> _Records_:
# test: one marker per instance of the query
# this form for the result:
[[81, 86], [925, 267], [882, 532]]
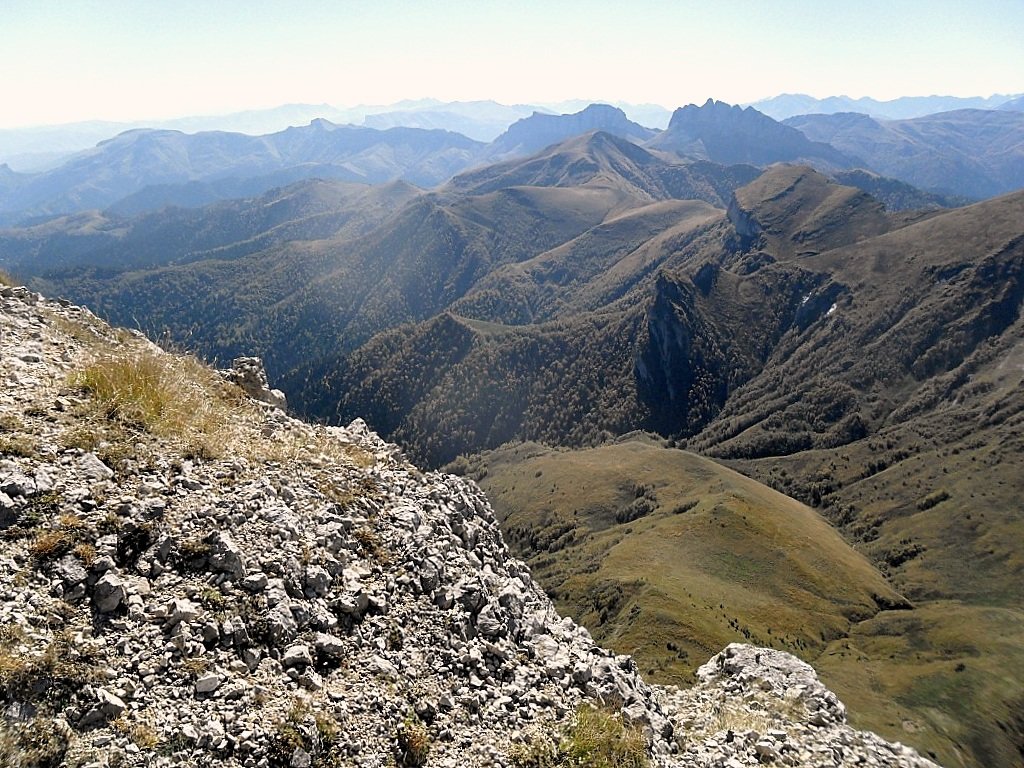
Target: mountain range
[[904, 108], [966, 155], [607, 331]]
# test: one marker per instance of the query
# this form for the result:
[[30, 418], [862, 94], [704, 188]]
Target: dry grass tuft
[[171, 396], [597, 738]]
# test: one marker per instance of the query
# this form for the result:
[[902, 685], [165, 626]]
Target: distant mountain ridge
[[540, 130], [964, 155], [792, 104], [974, 153], [729, 134]]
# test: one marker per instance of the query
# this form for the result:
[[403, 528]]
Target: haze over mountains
[[967, 154], [761, 293]]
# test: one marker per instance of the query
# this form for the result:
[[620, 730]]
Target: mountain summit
[[728, 134], [539, 130]]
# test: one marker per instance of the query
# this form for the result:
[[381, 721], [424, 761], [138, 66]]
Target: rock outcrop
[[302, 597]]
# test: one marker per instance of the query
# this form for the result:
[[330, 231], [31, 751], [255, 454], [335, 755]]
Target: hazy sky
[[127, 59]]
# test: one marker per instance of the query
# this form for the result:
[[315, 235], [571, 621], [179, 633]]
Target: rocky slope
[[192, 577]]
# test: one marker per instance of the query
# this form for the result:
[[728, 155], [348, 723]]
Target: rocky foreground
[[232, 587]]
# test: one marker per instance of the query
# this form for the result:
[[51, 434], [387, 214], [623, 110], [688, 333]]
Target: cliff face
[[192, 577]]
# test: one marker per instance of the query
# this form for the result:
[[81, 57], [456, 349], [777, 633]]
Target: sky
[[138, 59]]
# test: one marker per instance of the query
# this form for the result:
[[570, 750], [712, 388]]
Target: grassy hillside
[[665, 554], [653, 548]]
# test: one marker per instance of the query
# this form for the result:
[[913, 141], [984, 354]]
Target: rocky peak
[[730, 134], [540, 130], [224, 585]]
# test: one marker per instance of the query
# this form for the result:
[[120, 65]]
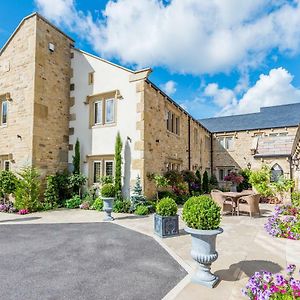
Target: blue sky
[[212, 57]]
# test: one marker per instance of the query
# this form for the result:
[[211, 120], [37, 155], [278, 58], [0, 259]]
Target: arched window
[[276, 172]]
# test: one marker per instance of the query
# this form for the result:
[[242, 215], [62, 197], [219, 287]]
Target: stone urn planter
[[203, 216], [204, 253], [166, 221], [108, 193], [108, 207]]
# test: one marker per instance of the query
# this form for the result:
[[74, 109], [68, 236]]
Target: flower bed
[[264, 285], [284, 223]]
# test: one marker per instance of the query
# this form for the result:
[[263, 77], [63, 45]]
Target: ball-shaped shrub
[[108, 190], [201, 213], [166, 207], [141, 210]]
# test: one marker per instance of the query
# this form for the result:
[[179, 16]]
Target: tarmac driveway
[[83, 261]]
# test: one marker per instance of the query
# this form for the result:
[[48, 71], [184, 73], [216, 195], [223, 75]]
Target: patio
[[243, 248]]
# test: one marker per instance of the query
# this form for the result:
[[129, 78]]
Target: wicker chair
[[249, 204], [226, 203]]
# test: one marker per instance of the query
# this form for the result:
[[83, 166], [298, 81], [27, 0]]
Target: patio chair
[[226, 203], [249, 204]]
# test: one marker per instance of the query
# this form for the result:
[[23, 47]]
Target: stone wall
[[17, 66], [52, 99], [240, 156], [162, 147]]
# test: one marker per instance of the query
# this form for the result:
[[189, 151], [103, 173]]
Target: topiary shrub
[[205, 182], [201, 213], [8, 183], [98, 204], [74, 202], [166, 207], [142, 210], [108, 190], [122, 206], [28, 190]]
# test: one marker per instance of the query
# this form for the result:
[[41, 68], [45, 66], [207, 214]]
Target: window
[[97, 171], [98, 112], [195, 136], [226, 142], [221, 174], [104, 112], [109, 111], [109, 168], [276, 172], [6, 165], [4, 112], [91, 78], [173, 122]]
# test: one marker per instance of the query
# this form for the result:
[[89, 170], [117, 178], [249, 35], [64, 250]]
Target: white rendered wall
[[100, 140]]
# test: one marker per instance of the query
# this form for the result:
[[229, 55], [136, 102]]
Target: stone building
[[52, 94], [252, 140], [35, 70]]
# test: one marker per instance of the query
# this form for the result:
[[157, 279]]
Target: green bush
[[108, 190], [205, 182], [296, 199], [201, 213], [142, 210], [122, 206], [28, 190], [98, 204], [260, 180], [8, 183], [106, 179], [74, 202], [76, 181], [166, 207], [51, 193]]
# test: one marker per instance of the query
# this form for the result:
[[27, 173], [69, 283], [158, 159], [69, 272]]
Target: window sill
[[173, 133], [104, 125]]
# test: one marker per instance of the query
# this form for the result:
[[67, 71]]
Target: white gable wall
[[101, 140]]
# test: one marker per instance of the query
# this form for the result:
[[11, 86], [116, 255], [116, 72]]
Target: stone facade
[[37, 81], [243, 151], [162, 148]]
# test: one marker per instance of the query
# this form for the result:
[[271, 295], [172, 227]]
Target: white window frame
[[94, 162], [99, 103], [4, 165], [113, 166], [113, 109], [2, 115]]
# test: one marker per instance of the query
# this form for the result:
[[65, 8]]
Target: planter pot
[[107, 207], [204, 252], [166, 226], [233, 187]]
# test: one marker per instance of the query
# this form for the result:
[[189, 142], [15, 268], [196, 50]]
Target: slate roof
[[270, 146], [269, 117]]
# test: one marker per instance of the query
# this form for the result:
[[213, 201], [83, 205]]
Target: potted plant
[[235, 179], [202, 216], [108, 193], [166, 218]]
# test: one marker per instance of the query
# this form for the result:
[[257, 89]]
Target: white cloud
[[275, 88], [191, 36], [169, 87]]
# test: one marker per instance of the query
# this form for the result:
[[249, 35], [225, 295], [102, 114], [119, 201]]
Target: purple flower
[[290, 269]]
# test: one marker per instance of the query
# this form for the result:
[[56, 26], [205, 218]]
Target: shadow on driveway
[[83, 261]]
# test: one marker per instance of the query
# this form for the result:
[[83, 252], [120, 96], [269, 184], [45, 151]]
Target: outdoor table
[[236, 195]]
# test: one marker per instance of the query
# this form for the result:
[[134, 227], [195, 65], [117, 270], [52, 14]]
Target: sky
[[213, 57]]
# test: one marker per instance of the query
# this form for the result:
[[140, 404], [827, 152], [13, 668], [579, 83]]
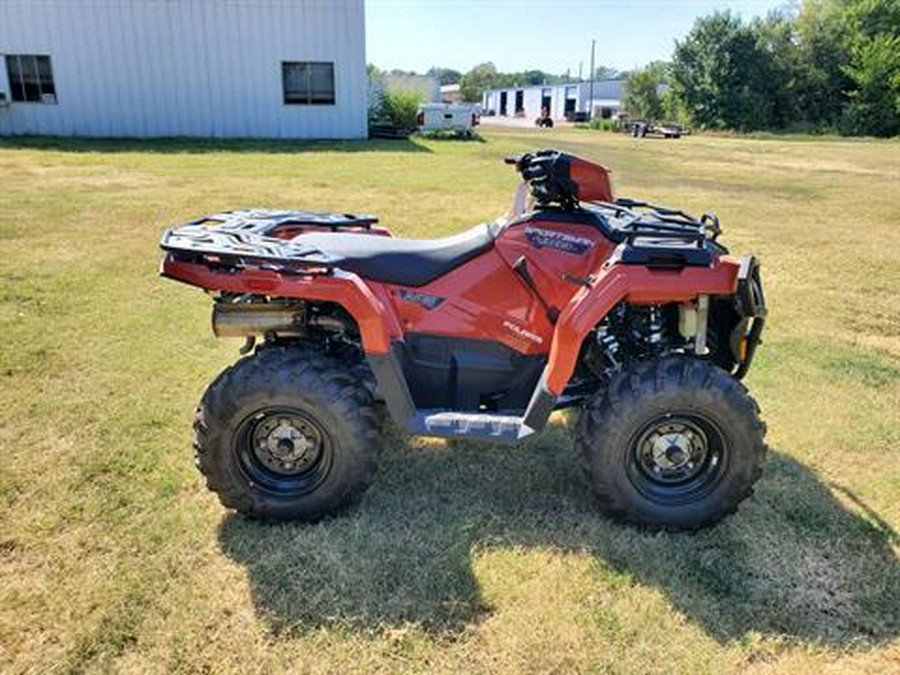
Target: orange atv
[[632, 313]]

> _SET TASK_: Convert every line of the entries above into a Markdown table with two columns, Row and Line. Number each row, skip blank lines, and leave the pictures out.

> _EXERCISE RESULT_:
| Row | Line |
|---|---|
| 1 | # test: one marker per instance of the query |
| 2 | # this form for the result: |
| 3 | [[81, 86], [925, 267], [882, 532]] |
| 4 | Target: mountain range |
| 5 | [[904, 108], [966, 155], [607, 331]] |
| 6 | # test: one marker per instance of the query |
| 7 | # this form for the result: |
| 8 | [[30, 418], [862, 94], [704, 188]] |
| 9 | Target: dry grass tuft |
| 10 | [[171, 396], [597, 738]] |
| 11 | # test: one marker per instance of the query |
| 12 | # this form for the result: |
| 13 | [[902, 685], [165, 626]] |
| 14 | Target: distant mountain ridge |
| 15 | [[540, 130], [964, 155], [792, 104], [974, 153], [729, 134]] |
| 16 | # test: one marker per instance of the query |
| 17 | # this form for the result: |
| 18 | [[403, 528]] |
| 19 | Target: haze over mountains |
| 20 | [[967, 154], [761, 293]] |
| 21 | # test: one marker per instance of the query |
| 22 | # this form for the result: |
| 23 | [[620, 730]] |
| 24 | Target: mountain summit |
| 25 | [[728, 134], [539, 130]] |
| 26 | # test: one marker per instance of the query |
| 27 | # this form for the result: |
| 28 | [[381, 721], [424, 761], [138, 66]] |
| 29 | Target: rock outcrop |
| 30 | [[302, 597]] |
| 31 | # test: one marker per instance of the query |
| 32 | # this form for the result: |
| 33 | [[330, 231], [31, 751], [255, 454], [335, 755]] |
| 34 | Target: hazy sky |
| 35 | [[127, 59]] |
| 36 | # test: one marker per instance of the query |
| 37 | # this form for the result: |
| 38 | [[315, 235], [571, 621], [179, 633]] |
| 39 | Target: rocky slope |
| 40 | [[192, 577]] |
| 41 | # test: one marker per instance of the query |
| 42 | # this form for the result: |
| 43 | [[728, 155], [348, 723]] |
| 44 | Target: rocky foreground |
| 45 | [[232, 587]] |
| 46 | # test: one marker per instance of the query |
| 47 | # this form for the result: |
| 48 | [[51, 434], [387, 214], [623, 110], [688, 333]] |
| 49 | Target: cliff face |
| 50 | [[192, 577]] |
| 51 | # test: one marker per instance of the query |
| 52 | # this form for the result: |
| 53 | [[81, 57], [456, 349], [777, 633]] |
| 54 | Target: sky |
| 55 | [[138, 59]] |
| 56 | # test: one marker per instance of the query |
| 57 | # this form for the result: |
| 58 | [[570, 750], [712, 388]] |
| 59 | Target: grassy hillside |
| 60 | [[665, 554], [653, 548]] |
| 61 | # test: one marker per instance of the query |
| 62 | # this form for the result: |
| 63 | [[913, 141], [984, 354]] |
| 64 | Target: rocky peak |
| 65 | [[730, 134], [540, 130], [224, 585]] |
| 66 | # test: one marker per instance of the query |
| 67 | # this form for the result: |
| 68 | [[120, 65]] |
| 69 | Target: blue sky |
| 70 | [[212, 57]] |
| 71 | # test: one marker per instance of the query |
| 72 | # this form for the result: |
| 73 | [[211, 120], [37, 155], [278, 58], [0, 259]] |
| 74 | Target: arched window |
| 75 | [[276, 172]] |
| 76 | # test: one marker per instance of the query |
| 77 | # this form for the result: |
| 78 | [[242, 215], [62, 197], [219, 287]] |
| 79 | Target: stone urn planter |
| 80 | [[203, 216], [204, 253], [166, 221], [108, 193], [108, 207]] |
| 81 | # test: one marker per instance of the query |
| 82 | # this form for the result: |
| 83 | [[74, 109], [68, 236]] |
| 84 | Target: flower bed |
| 85 | [[264, 285], [284, 223]] |
| 86 | # test: one marker per instance of the query |
| 87 | # this form for the result: |
| 88 | [[263, 77], [63, 45]] |
| 89 | Target: ball-shaped shrub |
| 90 | [[108, 190], [201, 213], [166, 207], [141, 210]] |
| 91 | # test: one marker per instance of the query |
| 92 | # this form for the result: |
| 93 | [[179, 16]] |
| 94 | Target: tarmac driveway |
| 95 | [[83, 261]] |
| 96 | # test: one marker per instance of the query |
| 97 | # this form for the result: |
| 98 | [[48, 71], [184, 73], [216, 195], [223, 75]] |
| 99 | Target: patio |
| 100 | [[243, 248]] |
| 101 | # test: one marker per instance of the query |
| 102 | # this form for the result: |
| 103 | [[129, 78]] |
| 104 | Target: wicker chair |
| 105 | [[249, 204], [226, 203]] |
| 106 | # test: one marker per instance of the query |
| 107 | # this form for the result: |
| 108 | [[83, 166], [298, 81], [27, 0]] |
| 109 | Target: patio chair |
| 110 | [[226, 203], [249, 204]] |
| 111 | # test: one marker per instance of the query |
| 112 | # this form for the result: |
| 113 | [[23, 47]] |
| 114 | Target: stone wall |
| 115 | [[17, 66], [52, 99], [240, 156], [162, 147]] |
| 116 | # test: one marker per instance of the query |
| 117 | # this form for the result: |
| 118 | [[189, 151], [103, 173]] |
| 119 | Target: topiary shrub |
| 120 | [[205, 182], [201, 213], [8, 183], [98, 204], [74, 202], [166, 207], [142, 210], [108, 190], [122, 206], [28, 190]] |
| 121 | # test: one marker per instance of the query |
| 122 | # this form for the result: |
| 123 | [[41, 68], [45, 66], [207, 214]] |
| 124 | Target: window |
| 125 | [[97, 171], [98, 112], [195, 136], [226, 142], [221, 174], [104, 112], [109, 111], [109, 168], [276, 172], [6, 165], [4, 112], [91, 78], [173, 122]] |
| 126 | # test: one marker per instance of the query |
| 127 | # this form for the result: |
| 128 | [[89, 170], [117, 178], [249, 35], [64, 250]] |
| 129 | Target: white rendered wall |
| 130 | [[100, 140]] |
| 131 | # test: one marker per instance of the query |
| 132 | # this form for the result: |
| 133 | [[229, 55], [136, 102]] |
| 134 | Target: stone building |
| 135 | [[52, 94], [252, 140], [35, 70]] |
| 136 | # test: one marker per instance of the query |
| 137 | # this form for the result: |
| 138 | [[157, 279]] |
| 139 | Target: green bush |
| 140 | [[108, 190], [205, 182], [296, 199], [201, 213], [142, 210], [122, 206], [28, 190], [98, 204], [260, 180], [8, 183], [106, 179], [74, 202], [76, 181], [166, 207], [51, 193]] |
| 141 | # test: one marker per instance of the query |
| 142 | # this form for the result: |
| 143 | [[27, 173], [69, 283], [158, 159], [69, 272]] |
| 144 | Target: window sill |
| 145 | [[173, 133], [104, 125]] |
| 146 | # test: one marker per instance of the query |
| 147 | # this form for the result: |
| 148 | [[67, 71]] |
| 149 | Target: white gable wall |
| 150 | [[101, 140]] |
| 151 | # test: one marker per instance of the query |
| 152 | # this form for the result: |
| 153 | [[11, 86], [116, 255], [116, 72]] |
| 154 | Target: stone facade |
| 155 | [[37, 81], [243, 151], [162, 148]] |
| 156 | # test: one marker per instance of the query |
| 157 | # this form for the result: |
| 158 | [[271, 295], [172, 227]] |
| 159 | Target: white window frame |
| 160 | [[94, 162], [99, 103], [4, 165], [113, 166], [113, 109], [2, 115]] |
| 161 | # test: one marker per instance of the query |
| 162 | # this form for the result: |
| 163 | [[65, 8]] |
| 164 | Target: planter pot |
| 165 | [[107, 207], [204, 252], [166, 226], [233, 187]] |
| 166 | # test: one marker per instance of the query |
| 167 | # this form for the result: |
| 168 | [[189, 142], [15, 268], [196, 50]] |
| 169 | Target: slate roof |
| 170 | [[270, 146], [269, 117]] |
| 171 | # test: one marker per instance of the query |
| 172 | # this form for the result: |
| 173 | [[213, 201], [83, 205]] |
| 174 | Target: potted plant |
| 175 | [[235, 179], [202, 216], [108, 193], [166, 218]] |
| 176 | # test: one marker per instance of the query |
| 177 | # this form for the result: |
| 178 | [[257, 89]] |
| 179 | Target: white cloud |
| 180 | [[275, 88], [191, 36], [169, 87]] |
| 181 | # test: one marker per instance of the query |
| 182 | # this form for the result: |
| 183 | [[249, 35], [225, 295], [102, 114], [119, 201]] |
| 184 | Target: purple flower |
| 185 | [[290, 269]] |
| 186 | # test: one marker per instance of the query |
| 187 | # this form for the result: |
| 188 | [[56, 26], [205, 218]] |
| 189 | Target: shadow on driveway |
| 190 | [[83, 261]] |
| 191 | # test: one marker per instance of the query |
| 192 | # this form for the result: |
| 193 | [[83, 252], [120, 96], [269, 184], [45, 151]] |
| 194 | Target: outdoor table |
| 195 | [[236, 195]] |
| 196 | # test: one marker per instance of the query |
| 197 | # this form for the result: |
| 198 | [[134, 227], [195, 65], [117, 270], [52, 14]] |
| 199 | Target: sky |
| 200 | [[213, 57]] |
| 201 | # test: one marker per instance of the query |
| 202 | # this form for the result: |
| 203 | [[140, 404], [827, 152], [13, 668], [579, 83]] |
| 204 | Target: orange atv |
| 205 | [[632, 313]] |